§ **Данные для задания**
----

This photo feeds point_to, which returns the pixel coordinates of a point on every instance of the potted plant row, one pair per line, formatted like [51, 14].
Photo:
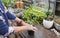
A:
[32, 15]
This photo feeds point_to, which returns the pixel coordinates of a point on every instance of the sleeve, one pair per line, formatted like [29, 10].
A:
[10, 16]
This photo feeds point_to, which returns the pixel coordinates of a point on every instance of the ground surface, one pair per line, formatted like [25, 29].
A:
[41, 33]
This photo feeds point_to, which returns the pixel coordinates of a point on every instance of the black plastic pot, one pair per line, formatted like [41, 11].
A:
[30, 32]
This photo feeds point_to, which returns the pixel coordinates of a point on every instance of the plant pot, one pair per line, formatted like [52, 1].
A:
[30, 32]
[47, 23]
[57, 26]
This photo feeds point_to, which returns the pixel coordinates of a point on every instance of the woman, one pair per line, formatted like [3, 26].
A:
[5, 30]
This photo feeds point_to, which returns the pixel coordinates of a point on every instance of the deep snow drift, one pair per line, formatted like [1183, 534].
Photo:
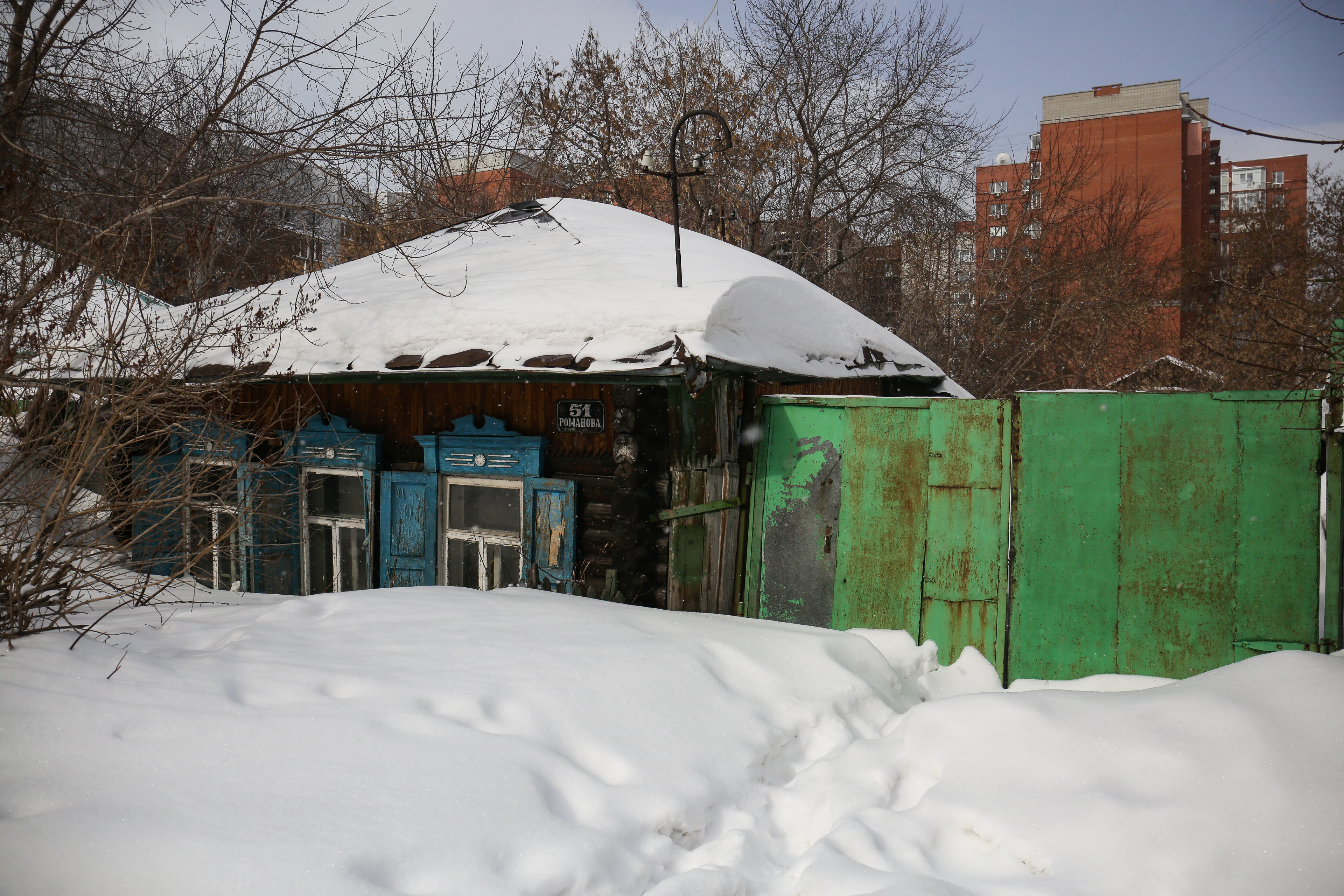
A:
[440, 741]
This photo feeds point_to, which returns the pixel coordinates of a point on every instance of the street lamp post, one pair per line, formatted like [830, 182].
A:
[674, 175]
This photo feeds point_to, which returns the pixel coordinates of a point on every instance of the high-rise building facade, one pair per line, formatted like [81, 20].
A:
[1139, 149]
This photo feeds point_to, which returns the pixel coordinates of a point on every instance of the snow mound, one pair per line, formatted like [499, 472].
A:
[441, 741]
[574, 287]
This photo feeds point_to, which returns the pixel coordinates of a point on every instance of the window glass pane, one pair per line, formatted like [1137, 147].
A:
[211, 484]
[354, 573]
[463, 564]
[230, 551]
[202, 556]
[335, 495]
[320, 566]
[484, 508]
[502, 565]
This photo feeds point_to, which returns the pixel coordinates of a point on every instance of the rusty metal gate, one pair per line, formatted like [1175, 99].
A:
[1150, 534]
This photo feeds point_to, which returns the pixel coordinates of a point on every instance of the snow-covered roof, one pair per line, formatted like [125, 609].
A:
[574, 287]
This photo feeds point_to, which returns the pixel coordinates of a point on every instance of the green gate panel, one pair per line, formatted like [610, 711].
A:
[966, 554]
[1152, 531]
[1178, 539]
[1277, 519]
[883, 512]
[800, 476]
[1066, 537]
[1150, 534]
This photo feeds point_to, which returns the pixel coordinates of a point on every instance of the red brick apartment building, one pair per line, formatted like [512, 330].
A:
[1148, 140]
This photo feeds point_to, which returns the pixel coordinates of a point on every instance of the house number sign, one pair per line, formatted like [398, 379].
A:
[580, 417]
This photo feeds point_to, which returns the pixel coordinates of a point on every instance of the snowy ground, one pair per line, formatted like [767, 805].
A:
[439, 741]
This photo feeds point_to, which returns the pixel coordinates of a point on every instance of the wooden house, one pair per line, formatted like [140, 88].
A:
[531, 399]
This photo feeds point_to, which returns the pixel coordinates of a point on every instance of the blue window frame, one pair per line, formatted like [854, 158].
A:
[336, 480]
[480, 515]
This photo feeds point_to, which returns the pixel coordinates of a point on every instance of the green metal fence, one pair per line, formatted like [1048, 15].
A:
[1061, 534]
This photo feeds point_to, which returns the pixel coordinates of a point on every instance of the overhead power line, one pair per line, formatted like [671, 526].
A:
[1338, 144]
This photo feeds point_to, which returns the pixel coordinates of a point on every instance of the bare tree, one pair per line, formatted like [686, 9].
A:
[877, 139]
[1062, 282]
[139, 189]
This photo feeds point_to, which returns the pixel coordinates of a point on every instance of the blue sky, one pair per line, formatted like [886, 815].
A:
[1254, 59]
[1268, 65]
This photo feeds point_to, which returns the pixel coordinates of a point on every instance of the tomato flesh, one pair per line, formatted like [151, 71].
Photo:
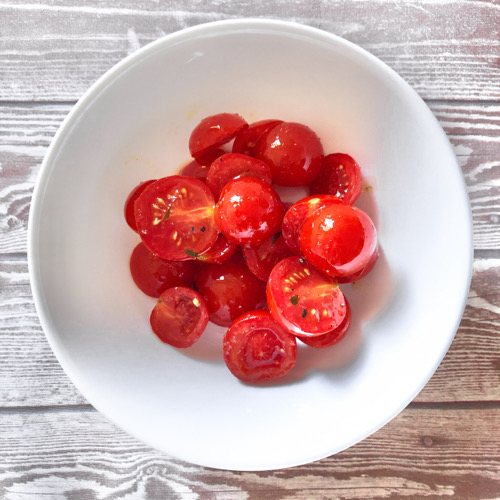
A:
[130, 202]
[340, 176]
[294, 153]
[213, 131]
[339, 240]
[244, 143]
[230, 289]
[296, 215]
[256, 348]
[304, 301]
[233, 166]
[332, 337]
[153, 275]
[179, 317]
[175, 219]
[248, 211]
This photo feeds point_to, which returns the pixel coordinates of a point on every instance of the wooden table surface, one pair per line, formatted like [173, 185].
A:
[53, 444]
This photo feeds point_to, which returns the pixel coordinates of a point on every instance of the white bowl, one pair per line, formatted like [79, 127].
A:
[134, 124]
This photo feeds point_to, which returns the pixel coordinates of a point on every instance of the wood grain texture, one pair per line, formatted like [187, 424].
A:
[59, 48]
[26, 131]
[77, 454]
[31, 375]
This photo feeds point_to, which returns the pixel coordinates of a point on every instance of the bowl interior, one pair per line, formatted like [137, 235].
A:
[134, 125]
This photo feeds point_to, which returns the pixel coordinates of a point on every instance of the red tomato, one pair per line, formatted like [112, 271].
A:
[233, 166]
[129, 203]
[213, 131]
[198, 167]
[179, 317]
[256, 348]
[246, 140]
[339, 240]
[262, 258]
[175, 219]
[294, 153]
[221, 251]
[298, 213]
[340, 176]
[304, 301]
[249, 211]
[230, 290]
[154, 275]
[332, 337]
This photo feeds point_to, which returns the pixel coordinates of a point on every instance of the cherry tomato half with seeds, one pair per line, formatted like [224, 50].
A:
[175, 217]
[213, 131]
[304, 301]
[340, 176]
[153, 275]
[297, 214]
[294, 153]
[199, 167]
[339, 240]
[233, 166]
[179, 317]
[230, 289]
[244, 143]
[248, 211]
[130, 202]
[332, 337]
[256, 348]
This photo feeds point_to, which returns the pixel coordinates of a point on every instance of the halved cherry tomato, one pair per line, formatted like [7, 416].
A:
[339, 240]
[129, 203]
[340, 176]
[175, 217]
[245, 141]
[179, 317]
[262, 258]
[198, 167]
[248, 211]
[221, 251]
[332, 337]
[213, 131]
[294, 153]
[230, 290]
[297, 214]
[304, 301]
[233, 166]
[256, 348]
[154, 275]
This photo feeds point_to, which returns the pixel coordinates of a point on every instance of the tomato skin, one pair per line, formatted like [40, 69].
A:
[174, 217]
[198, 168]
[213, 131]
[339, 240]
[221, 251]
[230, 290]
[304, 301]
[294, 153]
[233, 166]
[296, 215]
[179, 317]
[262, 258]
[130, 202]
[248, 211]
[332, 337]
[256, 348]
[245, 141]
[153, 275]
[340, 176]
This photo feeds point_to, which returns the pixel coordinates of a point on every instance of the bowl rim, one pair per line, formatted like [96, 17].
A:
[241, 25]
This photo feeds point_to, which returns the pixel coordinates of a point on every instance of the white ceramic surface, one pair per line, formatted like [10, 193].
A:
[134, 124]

----

Перепишите все приведенные выше данные, заменив «pixel coordinates» на «image coordinates» и ничего больше не меняя. Изображения в ответ не включайте.

This photo feeds point_to, which returns the image coordinates of a point on every instance of the potted plant row, one pair per line, formatted like [51, 14].
Photo:
A:
[32, 15]
This photo feeds point_to, which returns the image coordinates of a point on every instance of the sleeve, one pair per line, formatted like [29, 10].
A:
[10, 16]
This photo feeds point_to, which returns the image coordinates of a point on every instance of the ground surface, one pair per line, formatted like [25, 29].
A:
[41, 33]
This photo feeds point_to, which returns the image coordinates of a point on every instance of the black plastic pot, one pair per line, formatted like [41, 11].
A:
[30, 32]
This photo feeds point_to, which returns the image coordinates of a point on every instance of the plant pot, one pair per line, formatted like [52, 1].
A:
[30, 32]
[47, 23]
[57, 26]
This photo feeds point_to, which returns the image coordinates of a point on every instance of the woman, one pair per line, formatted like [3, 26].
A:
[5, 30]
This photo feeds point_to, which returns the image coordinates of a point on every instance of the deep snow drift, one pair per line, formatted like [1183, 534].
Photo:
A:
[440, 741]
This photo feeds point_to, which returns the image coordinates of a point on every instance of the street lamp post, one pair per line, formatted like [830, 182].
A:
[674, 175]
This photo feeds point_to, which returns the image coordinates of a point on every instance of the high-rise building facade, one pair per line, formatted like [81, 20].
A:
[1139, 149]
This photo feeds point_to, which returns the image coordinates of a point on every instance of the snow mound, one pair per line, formatted like [499, 472].
A:
[441, 741]
[574, 287]
This photo feeds point_to, which returns the image coordinates of a point on every instance of the window glass pane, one pair per line, formatted like [1137, 147].
A:
[211, 484]
[354, 573]
[463, 564]
[230, 551]
[202, 556]
[335, 495]
[320, 566]
[484, 508]
[502, 565]
This photo feeds point_to, which returns the image coordinates of a point on every instance of the rusty metal gate, one pair per line, formatted like [1175, 99].
A:
[1150, 534]
This photo feeds point_to, which returns the image coordinates of a point on every instance of the snow-covered roof, one pair per line, formatted like [125, 609].
A:
[574, 287]
This photo feeds point_to, which returns the image coordinates of a point on every instance of the green gate panel, one pair per line, formatted like [610, 711].
A:
[966, 554]
[1152, 531]
[1178, 539]
[1277, 519]
[883, 512]
[800, 476]
[1066, 537]
[1150, 534]
This photo feeds point_to, which returns the image coordinates of a point on every instance of the red brick apartment building, one pair per line, formatted like [512, 330].
A:
[1148, 140]
This photo feeds point_to, which returns the image coordinates of a point on every instance of the house number sign, one pair per line, formatted like [398, 379].
A:
[580, 417]
This photo feeds point_to, which returns the image coordinates of a point on every instance of the snowy ground, one pair per line, formatted like [767, 805].
A:
[439, 741]
This photo feeds point_to, which returns the image coordinates of a point on every instance of the wooden house, one pair per line, formatted like [140, 88].
A:
[531, 399]
This photo feeds point_to, which returns the image coordinates of a point on every instance of the blue window frame, one pair per line, formatted like [854, 158].
A:
[336, 480]
[480, 515]
This photo feeds point_to, which returns the image coordinates of a point on every instance of the green metal fence, one pair per line, formatted like [1048, 15].
A:
[1061, 534]
This photo feeds point_to, which returns the image coordinates of a point on every instance of the overhead power line, one pair per line, formatted like [671, 526].
A:
[1338, 144]
This photo feeds point_to, which returns the image coordinates of a point on every instance of the bare tree, one pair per line, formatted like [686, 9].
A:
[877, 139]
[1062, 282]
[139, 189]
This photo feeds point_to, which returns the image coordinates of a point on every instance of the blue sky, one pair per line, formatted like [886, 815].
A:
[1254, 59]
[1268, 65]
This photo feeds point_to, which returns the image coordinates of a point on every instance of the tomato flesh, one pair per line, formatted like [151, 71].
Photo:
A:
[130, 202]
[340, 176]
[294, 153]
[213, 131]
[339, 240]
[244, 143]
[230, 289]
[296, 215]
[256, 348]
[304, 301]
[233, 166]
[332, 337]
[153, 275]
[179, 317]
[175, 219]
[248, 211]
This photo feeds point_to, which returns the image coordinates of a point on every instance of the wooden table surface, one pair per line, formatted like [173, 185].
A:
[53, 444]
This photo feeds point_to, which returns the image coordinates of a point on every instance of the white bowl, one pair per line, formatted like [79, 127].
A:
[134, 124]
This photo feeds point_to, which returns the image coordinates of a point on every instance of the wood grain texture, one pair per line, formatted like [187, 424].
A:
[59, 48]
[26, 131]
[77, 454]
[31, 375]
This photo feeds point_to, which returns the image coordinates of a point on every instance of the bowl interior, one pair per line, formatted like [137, 235].
A:
[134, 125]
This photo feeds point_to, which returns the image coordinates of a point on every instance of the red tomato, one pair per line, formatted like [112, 271].
A:
[233, 166]
[129, 203]
[213, 131]
[198, 167]
[179, 317]
[256, 348]
[246, 140]
[339, 240]
[262, 258]
[175, 219]
[294, 153]
[221, 251]
[298, 213]
[340, 176]
[304, 301]
[249, 211]
[230, 290]
[154, 275]
[332, 337]
This photo feeds point_to, which returns the image coordinates of a point on every instance of the cherry tomato half with seeds, one pair per line, formatted like [224, 50].
A:
[175, 217]
[213, 131]
[304, 301]
[340, 176]
[153, 275]
[297, 214]
[294, 153]
[199, 167]
[339, 240]
[233, 166]
[179, 317]
[230, 289]
[244, 143]
[248, 211]
[130, 202]
[332, 337]
[256, 348]
This photo feeds point_to, which returns the image coordinates of a point on every instance of the halved cherry tomato, one pair per line, formatted like [7, 416].
A:
[339, 240]
[129, 203]
[340, 176]
[175, 217]
[245, 141]
[179, 317]
[262, 258]
[198, 167]
[248, 211]
[221, 251]
[332, 337]
[213, 131]
[294, 153]
[230, 290]
[297, 214]
[304, 301]
[233, 166]
[256, 348]
[154, 275]
This photo feeds point_to, which returns the image coordinates of a point on every instance of the tomato skin, one pair per line, formatted like [40, 69].
A:
[174, 217]
[198, 168]
[213, 131]
[339, 240]
[221, 251]
[230, 290]
[304, 301]
[294, 153]
[233, 166]
[296, 215]
[179, 317]
[262, 258]
[130, 202]
[248, 211]
[332, 337]
[256, 348]
[245, 141]
[153, 275]
[340, 176]
This photo feeds point_to, which returns the image coordinates of a point on every instance of the bowl rim, one pair per line, formatted like [96, 17].
A:
[241, 25]
This photo feeds point_to, which returns the image coordinates of a point on every instance of the white ceramic surface, one pair per line, formatted like [10, 193].
A:
[134, 124]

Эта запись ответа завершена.